* **EXERCISE TASK A**
Answer these questions about the heat equation thread below:
(i) What boundary conditions does the problem place on u?
(ii) What equation does (7) reduce to once r is chosen equal to β?
(iii) What value of r is set to meet the requirement of the present question?

Been given the following problem:
Consider the PDE $$u_t = u_{xx} + u, 0 < x < 1$$ $$u(0, t) = u(1, t) = 0, t > 0$$ $$u(x, 0) = f(x), 0 < x < 1$$ (a) Use the method of separation of variables to obtain a solution for $v(x,t)$, where $ u(x,t) = e^{rt}v(x, t)$ , choosing $r$ such that the above problem reduces to the heat equation, and then, obtain the solution for $u(x, t)$
How would I find $r$ to reduce the problem to a heat equation as asked? Cannot seem to find this information anywhere
With
$u_t = u_{xx} + \beta u, \tag 1$
and
$u(x, t) = e^{rt} v(x, t), \tag 2$
we have
$u_t = re^{rt}v + e^{rt}v_t \tag 3$
and
$u_{xx} = e^{rt}v_{xx}; \tag 4$
then (1) becomes
$re^{rt}v + e^{rt}v_t = e^{rt}v_{xx} + \beta e^{rt} v; \tag 5$
we may cancel the factor $e^{rt}$:
$rv + v_t = v_{xx} + \beta v, \tag 6$
and re-arrange things slightly to obtain
$v_t = v_{xx} + (\beta - r) v; \tag 7$
if we now choose
$r = \beta, \tag 8$
we find that (7) yields
$v_t = v_{xx}, \tag 9$
the usual heat equation.
We conform to the requirement of the present question but setting
$r = 1, \tag{10}$
whence
$u(x, t) = e^t v(x, t), \tag{11}$
or
$v(x, t) = e^{-t} u(x, t). \tag{12}$

* **DATA**
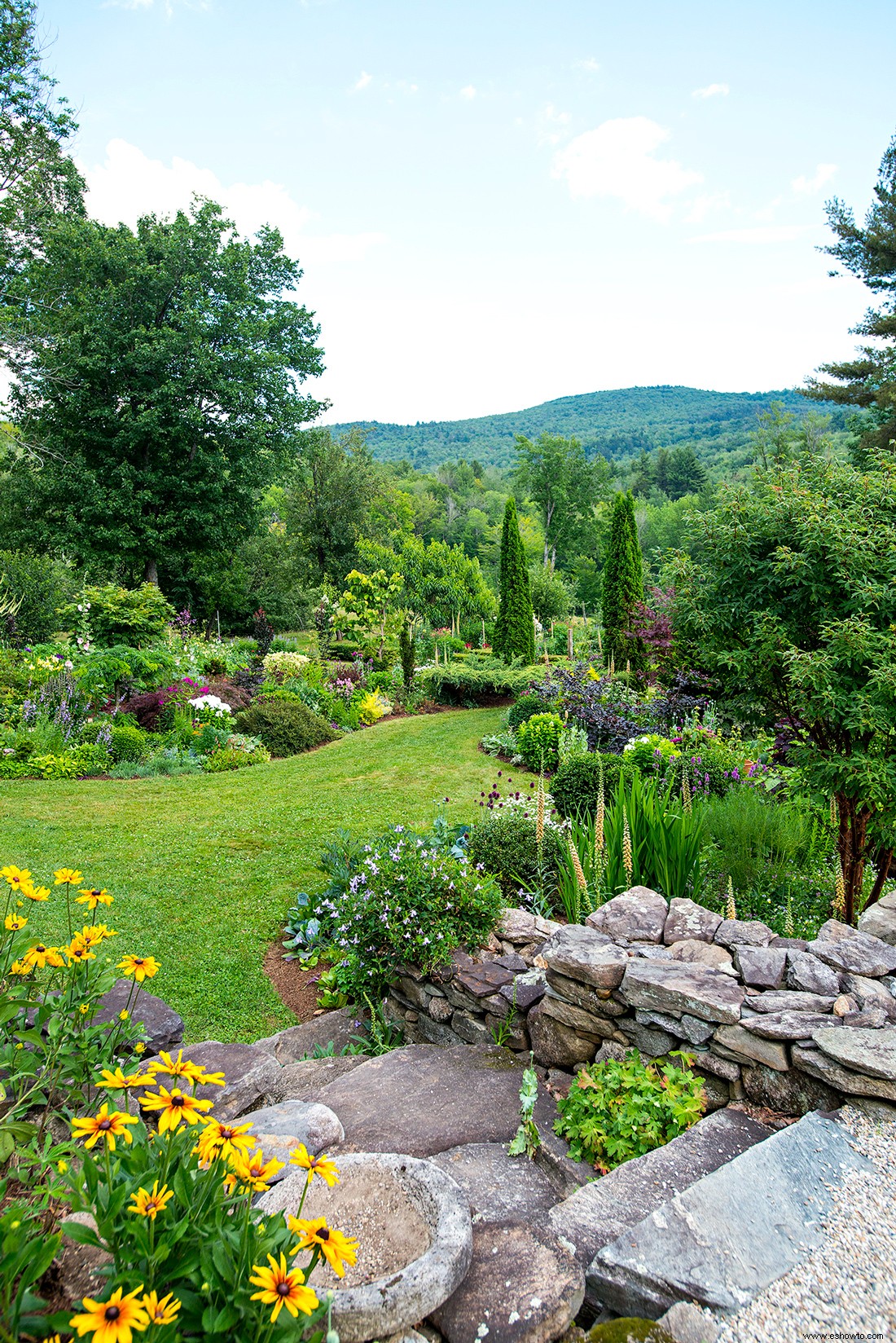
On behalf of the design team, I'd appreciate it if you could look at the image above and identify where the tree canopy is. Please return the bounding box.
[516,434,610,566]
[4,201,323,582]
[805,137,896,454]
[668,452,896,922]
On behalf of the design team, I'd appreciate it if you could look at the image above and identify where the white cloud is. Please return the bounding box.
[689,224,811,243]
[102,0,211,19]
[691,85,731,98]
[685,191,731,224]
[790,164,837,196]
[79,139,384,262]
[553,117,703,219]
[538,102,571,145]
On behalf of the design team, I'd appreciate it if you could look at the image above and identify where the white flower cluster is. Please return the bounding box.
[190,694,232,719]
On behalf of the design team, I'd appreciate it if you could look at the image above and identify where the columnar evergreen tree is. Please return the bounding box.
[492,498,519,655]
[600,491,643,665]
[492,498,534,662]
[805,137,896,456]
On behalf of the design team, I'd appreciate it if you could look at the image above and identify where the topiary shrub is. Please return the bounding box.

* * *

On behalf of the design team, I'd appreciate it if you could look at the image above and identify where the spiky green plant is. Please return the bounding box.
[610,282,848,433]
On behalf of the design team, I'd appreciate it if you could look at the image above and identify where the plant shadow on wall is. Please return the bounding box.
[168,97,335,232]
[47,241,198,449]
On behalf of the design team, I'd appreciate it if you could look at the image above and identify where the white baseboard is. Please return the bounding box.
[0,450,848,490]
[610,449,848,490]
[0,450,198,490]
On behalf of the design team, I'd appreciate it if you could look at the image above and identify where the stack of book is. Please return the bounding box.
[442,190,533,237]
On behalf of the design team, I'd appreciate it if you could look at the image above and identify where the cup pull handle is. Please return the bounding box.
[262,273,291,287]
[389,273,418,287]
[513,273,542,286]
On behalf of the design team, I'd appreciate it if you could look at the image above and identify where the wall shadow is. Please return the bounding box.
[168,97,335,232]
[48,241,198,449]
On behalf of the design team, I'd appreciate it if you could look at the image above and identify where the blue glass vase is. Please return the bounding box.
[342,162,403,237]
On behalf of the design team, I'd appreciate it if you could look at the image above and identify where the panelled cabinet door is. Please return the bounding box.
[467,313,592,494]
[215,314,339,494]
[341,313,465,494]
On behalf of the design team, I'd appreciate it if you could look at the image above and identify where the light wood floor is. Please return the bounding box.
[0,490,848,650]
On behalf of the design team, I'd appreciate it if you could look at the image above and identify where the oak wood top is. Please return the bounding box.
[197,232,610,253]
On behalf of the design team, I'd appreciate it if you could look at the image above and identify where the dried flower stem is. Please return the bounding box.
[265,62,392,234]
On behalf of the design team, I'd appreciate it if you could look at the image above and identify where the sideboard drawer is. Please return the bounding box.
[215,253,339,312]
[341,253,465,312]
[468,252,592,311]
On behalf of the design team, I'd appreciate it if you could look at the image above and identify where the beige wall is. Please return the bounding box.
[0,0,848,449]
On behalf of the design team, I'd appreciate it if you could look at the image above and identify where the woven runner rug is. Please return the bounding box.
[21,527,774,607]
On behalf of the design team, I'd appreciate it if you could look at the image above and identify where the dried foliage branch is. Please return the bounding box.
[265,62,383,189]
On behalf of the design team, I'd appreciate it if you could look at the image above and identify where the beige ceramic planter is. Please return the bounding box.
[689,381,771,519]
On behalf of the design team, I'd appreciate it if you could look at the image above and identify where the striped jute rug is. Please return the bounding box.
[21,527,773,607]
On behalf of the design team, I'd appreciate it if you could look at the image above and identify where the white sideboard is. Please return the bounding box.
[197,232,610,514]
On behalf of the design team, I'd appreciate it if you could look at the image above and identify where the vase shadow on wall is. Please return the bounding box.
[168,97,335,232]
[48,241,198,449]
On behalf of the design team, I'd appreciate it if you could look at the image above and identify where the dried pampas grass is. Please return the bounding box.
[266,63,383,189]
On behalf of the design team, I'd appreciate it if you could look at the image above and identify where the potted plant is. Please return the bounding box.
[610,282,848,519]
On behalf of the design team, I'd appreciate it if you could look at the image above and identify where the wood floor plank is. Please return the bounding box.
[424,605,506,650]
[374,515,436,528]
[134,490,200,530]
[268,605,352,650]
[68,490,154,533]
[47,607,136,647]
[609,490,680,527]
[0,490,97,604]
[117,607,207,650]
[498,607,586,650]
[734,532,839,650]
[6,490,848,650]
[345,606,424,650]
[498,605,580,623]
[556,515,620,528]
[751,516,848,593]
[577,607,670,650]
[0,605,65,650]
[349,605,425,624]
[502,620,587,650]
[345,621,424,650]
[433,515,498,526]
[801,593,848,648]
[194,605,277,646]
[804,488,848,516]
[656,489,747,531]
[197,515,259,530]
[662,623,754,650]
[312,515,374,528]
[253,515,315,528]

* **EXERCISE TASK B**
From the listing above, pick out every line that contains the word "sideboard".

* **CORRECT RESPONSE A**
(i) u(0, t) = u(1, t) = 0 for t > 0.
(ii) v_t = v_xx, the usual heat equation.
(iii) r = 1.

* **CORRECT RESPONSE B**
On behalf of the design team, I'd appreciate it if you could look at the image above and identify where the sideboard drawer is. Please return the bounding box.
On behalf of the design team, I'd appreciate it if you could look at the image above and identify where the white sideboard is. Please return the bounding box.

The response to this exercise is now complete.